▼▼▼

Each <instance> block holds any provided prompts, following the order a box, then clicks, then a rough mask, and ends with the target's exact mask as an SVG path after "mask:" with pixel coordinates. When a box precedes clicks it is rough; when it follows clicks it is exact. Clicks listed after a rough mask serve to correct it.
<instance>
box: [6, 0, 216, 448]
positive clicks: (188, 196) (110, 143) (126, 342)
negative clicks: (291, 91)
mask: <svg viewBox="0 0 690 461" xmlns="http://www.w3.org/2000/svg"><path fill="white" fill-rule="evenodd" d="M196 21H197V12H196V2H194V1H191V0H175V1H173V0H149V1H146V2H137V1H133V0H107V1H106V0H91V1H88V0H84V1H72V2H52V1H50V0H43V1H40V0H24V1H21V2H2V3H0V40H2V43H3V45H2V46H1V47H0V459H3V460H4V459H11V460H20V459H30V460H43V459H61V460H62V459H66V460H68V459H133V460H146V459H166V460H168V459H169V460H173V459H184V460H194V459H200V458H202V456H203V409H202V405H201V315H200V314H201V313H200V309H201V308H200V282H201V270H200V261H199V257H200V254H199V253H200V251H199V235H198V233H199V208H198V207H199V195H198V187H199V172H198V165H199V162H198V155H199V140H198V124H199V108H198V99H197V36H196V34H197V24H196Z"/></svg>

▲▲▲

**Instruction**
Convert all the records above into a JSON list of strings with one string per line, leaving out any blank lines.

**Solution**
[
  "Each <instance> block holds any provided prompts, following the order a box, then clicks, then a rough mask, and ends with the target's exact mask as an SVG path after \"mask:\" with pixel coordinates. When a box precedes clicks it is rough; when it follows clicks it is exact. Clicks listed after a rough mask serve to correct it.",
  "<instance>",
  "box: [6, 0, 216, 448]",
  "positive clicks: (188, 196) (110, 143) (126, 342)",
  "negative clicks: (291, 91)",
  "mask: <svg viewBox=\"0 0 690 461\" xmlns=\"http://www.w3.org/2000/svg\"><path fill=\"white\" fill-rule=\"evenodd\" d=\"M196 21H197V12H196V2H194V1H191V0H175V1H173V0H149V1H146V2H137V1H133V0H107V1H106V0H91V1H88V0H84V1H72V2H52V1H50V0H43V1H40V0H24V1H21V2H2V3H0V40H2V43H3V45H2V46H1V47H0V459H3V460H4V459H11V460H20V459H30V460H43V459H61V460H62V459H66V460H68V459H133V460H146V459H166V460H168V459H169V460H173V459H184V460H194V459H200V458H202V456H203V409H202V405H201V315H200V314H201V313H200V309H201V308H200V282H201V270H200V261H199V257H200V254H199V253H200V251H199V235H198V233H199V208H198V207H199V195H198V187H199V172H198V165H199V162H198V155H199V140H198V124H199V108H198V99H197V36H196V34H197V24H196Z\"/></svg>"
]